§ **WRITTEN INSTRUCTION 1**:
Turn the dataset rows, from their first line through the line containing "639 467 L 635", inclusive, into a JSON list of strings with one string per line. Leave out blank lines and omit the pictures.

§ **GIVEN TEXT**:
>> BEGIN

Pat Gunn (dachte) wrote,
Pat Gunn

Nomoclast part Deux

Selling the Nomoclast (a philosophical idea I'm playing with):

Nomoclast: Destruction of shared philosophical narratives; thinning of common, controlled mental landscape.

Governments, religions, and even individuals often demand people accept metaphysical facts about themselves. I assert: you, as a thinker, can construct your own world-of-terms that helps you make sense of the world, and you don't need to conform to the narratives that states, groups, and individuals provide. You owe them nothing, not even comfort, although malice would reflect badly on you.

Think and talk in ways that make sense to you. You may more-or-less have to accept scientific fact, but you don't have to accept any metaphysical claims, and you can unpack terms that ordinarily depend on some metaphysics and repack them with your own. You can attempt to build consensus around your world-of-terms in whole or in part, and if you get enough people together, you may move some or all of society to your beat. Be a definer of terms, a maker of norms, a creator, all where it makes sense to you.

Prerequisite: Master the relevant domain to a term well enough that you know how others who work from a different world-of-terms speak, and to know the cost of your struggle.

>> END

§ **WRITTEN INSTRUCTION 2**:
Reproduce the passage of the Nomoclast post between "Pat Gunn (dachte)" and "badly on you.", inclusive, word for word.

(Dataset rows)
>> BEGIN

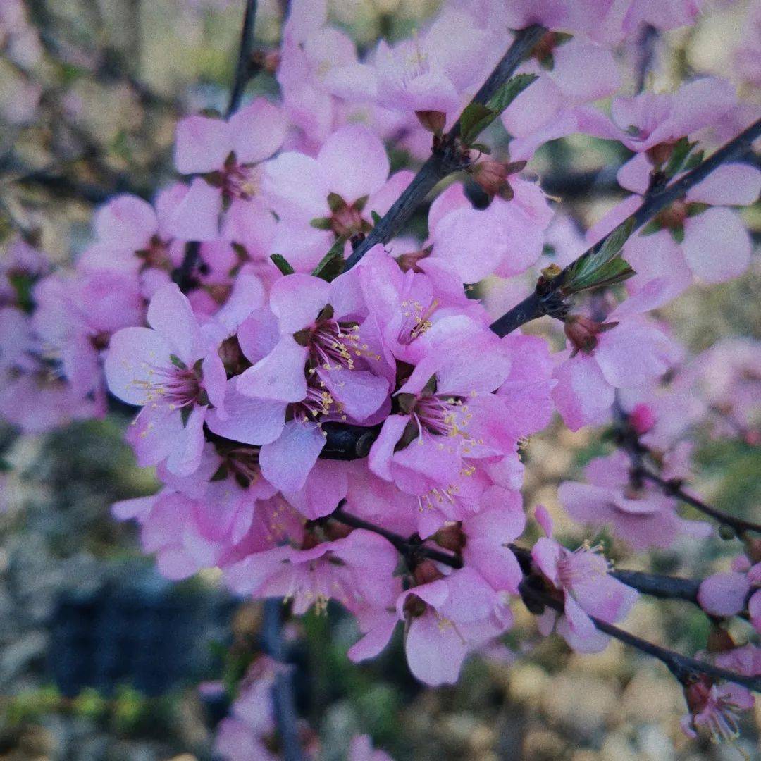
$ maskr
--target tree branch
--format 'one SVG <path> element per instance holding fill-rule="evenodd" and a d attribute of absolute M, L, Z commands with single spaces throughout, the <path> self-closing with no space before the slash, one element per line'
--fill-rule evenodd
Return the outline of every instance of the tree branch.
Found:
<path fill-rule="evenodd" d="M 256 21 L 256 0 L 246 0 L 246 11 L 244 13 L 243 28 L 240 31 L 240 49 L 235 65 L 233 86 L 230 91 L 230 102 L 228 104 L 228 117 L 238 110 L 244 91 L 250 78 L 251 55 L 253 53 L 253 27 Z"/>
<path fill-rule="evenodd" d="M 639 467 L 635 468 L 633 473 L 635 476 L 646 479 L 648 481 L 651 481 L 660 486 L 664 494 L 671 497 L 676 497 L 686 505 L 691 505 L 696 510 L 699 510 L 704 514 L 711 516 L 711 517 L 715 518 L 719 523 L 731 527 L 738 535 L 744 533 L 746 531 L 761 533 L 761 525 L 759 525 L 759 524 L 755 524 L 751 521 L 745 521 L 743 518 L 737 518 L 734 515 L 728 515 L 727 513 L 722 512 L 722 511 L 716 508 L 712 508 L 710 505 L 706 505 L 702 500 L 698 499 L 697 497 L 693 497 L 691 494 L 685 492 L 678 482 L 667 481 L 658 476 L 658 473 L 654 473 L 648 470 L 645 465 L 641 465 Z"/>
<path fill-rule="evenodd" d="M 525 582 L 522 584 L 521 585 L 521 592 L 524 598 L 540 603 L 559 613 L 563 612 L 563 603 L 562 602 L 552 597 L 546 592 L 543 592 L 537 589 L 530 584 Z M 671 673 L 683 684 L 689 684 L 699 677 L 699 675 L 705 674 L 714 679 L 721 679 L 728 682 L 734 682 L 735 684 L 747 687 L 748 689 L 761 693 L 761 677 L 746 677 L 743 674 L 736 673 L 734 671 L 729 671 L 727 669 L 719 668 L 718 666 L 705 663 L 702 661 L 697 661 L 695 658 L 674 652 L 673 650 L 662 648 L 659 645 L 648 642 L 647 640 L 635 636 L 635 635 L 630 634 L 629 632 L 625 632 L 617 626 L 606 623 L 594 616 L 590 616 L 590 618 L 597 629 L 603 634 L 613 637 L 625 645 L 635 648 L 637 650 L 648 655 L 658 658 L 658 661 L 666 665 Z"/>
<path fill-rule="evenodd" d="M 759 136 L 761 136 L 761 119 L 751 125 L 744 132 L 740 132 L 726 145 L 719 148 L 713 155 L 698 164 L 693 170 L 687 172 L 676 182 L 660 191 L 650 193 L 645 199 L 642 205 L 629 218 L 633 221 L 633 229 L 636 230 L 641 228 L 673 201 L 683 198 L 691 187 L 705 180 L 722 164 L 737 160 L 743 156 L 753 145 L 753 141 Z M 581 256 L 599 251 L 610 234 L 609 233 Z M 534 291 L 520 304 L 513 307 L 509 312 L 506 312 L 498 320 L 495 320 L 491 325 L 492 330 L 498 336 L 507 336 L 521 325 L 550 314 L 552 299 L 557 299 L 560 296 L 559 291 L 565 284 L 565 279 L 578 261 L 578 259 L 575 260 L 559 275 L 546 284 L 541 295 Z"/>
<path fill-rule="evenodd" d="M 282 607 L 282 601 L 279 599 L 264 601 L 262 641 L 267 654 L 274 661 L 285 664 Z M 290 669 L 276 670 L 272 686 L 272 702 L 284 761 L 304 761 L 306 756 L 298 736 L 298 714 L 293 691 L 293 675 Z"/>
<path fill-rule="evenodd" d="M 502 56 L 496 68 L 476 94 L 473 103 L 484 104 L 514 73 L 523 59 L 539 42 L 546 30 L 538 24 L 522 29 L 508 52 Z M 416 209 L 422 202 L 434 186 L 447 175 L 463 168 L 462 160 L 451 150 L 455 139 L 460 135 L 460 119 L 443 139 L 449 148 L 435 151 L 420 167 L 412 183 L 407 186 L 393 205 L 382 219 L 368 234 L 367 237 L 357 247 L 346 260 L 345 270 L 353 267 L 368 251 L 377 244 L 388 243 L 410 218 Z"/>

>> END

§ **RESPONSE 1**:
[
  "$ maskr",
  "--target tree branch",
  "--format 'one SVG <path> element per instance holding fill-rule=\"evenodd\" and a d attribute of absolute M, L, Z commands with single spaces throughout, the <path> self-closing with no space before the slash, one element per line'",
  "--fill-rule evenodd",
  "Return the outline of every instance of the tree branch.",
  "Found:",
  "<path fill-rule=\"evenodd\" d=\"M 256 21 L 256 0 L 246 0 L 246 11 L 244 13 L 243 28 L 240 31 L 240 49 L 235 65 L 233 86 L 230 91 L 230 102 L 228 104 L 228 117 L 238 110 L 244 91 L 250 78 L 251 55 L 253 53 L 253 27 Z\"/>",
  "<path fill-rule=\"evenodd\" d=\"M 639 467 L 635 468 L 633 473 L 635 476 L 646 479 L 648 481 L 651 481 L 660 486 L 664 494 L 671 497 L 676 497 L 686 505 L 691 505 L 696 510 L 699 510 L 704 514 L 711 516 L 711 517 L 715 518 L 719 523 L 731 527 L 738 535 L 744 533 L 746 531 L 761 533 L 761 525 L 759 525 L 759 524 L 755 524 L 751 521 L 745 521 L 743 518 L 737 518 L 734 515 L 728 515 L 727 513 L 722 512 L 722 511 L 716 508 L 712 508 L 710 505 L 706 505 L 702 500 L 698 499 L 697 497 L 693 497 L 691 494 L 685 492 L 678 482 L 667 481 L 658 476 L 658 473 L 654 473 L 648 470 L 645 465 L 641 465 Z\"/>"
]

§ **RESPONSE 2**:
Pat Gunn (dachte) wrote,
Pat Gunn

Nomoclast part Deux

Selling the Nomoclast (a philosophical idea I'm playing with):

Nomoclast: Destruction of shared philosophical narratives; thinning of common, controlled mental landscape.

Governments, religions, and even individuals often demand people accept metaphysical facts about themselves. I assert: you, as a thinker, can construct your own world-of-terms that helps you make sense of the world, and you don't need to conform to the narratives that states, groups, and individuals provide. You owe them nothing, not even comfort, although malice would reflect badly on you.